= List of Young Turks =

This is an incomplete list that refers to those who were part of the Young Turk movement in the Ottoman Empire. This revolutionary and progressive movement consisted of several factions, with the Committee of Union and Progress (CUP) at its forefront. Despite the name Young Turks, followers were diverse in their religious and ethnic origins, and some were not from the Ottoman Empire. Aside from Turks, members and supporters were mostly Albanians, Circassians, Kurds, Armenians, Greeks, Jews, and Arabs.

# # # # # # #

▶ **DO THIS**
Retype the Young Turks list introduction word for word, from "This is an incomplete" up to and including "Jews, and Arabs.".

▶ **GIVEN INFORMATION**
# # # # # # #

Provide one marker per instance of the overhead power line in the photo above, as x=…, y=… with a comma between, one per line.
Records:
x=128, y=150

# # # # # # #

▶ **SOLVED EXERCISE**
This is an incomplete list that refers to those who were part of the Young Turk movement in the Ottoman Empire. This revolutionary and progressive movement consisted of several factions, with the Committee of Union and Progress (CUP) at its forefront. Despite the name Young Turks, followers were diverse in their religious and ethnic origins, and some were not from the Ottoman Empire. Aside from Turks, members and supporters were mostly Albanians, Circassians, Kurds, Armenians, Greeks, Jews, and Arabs.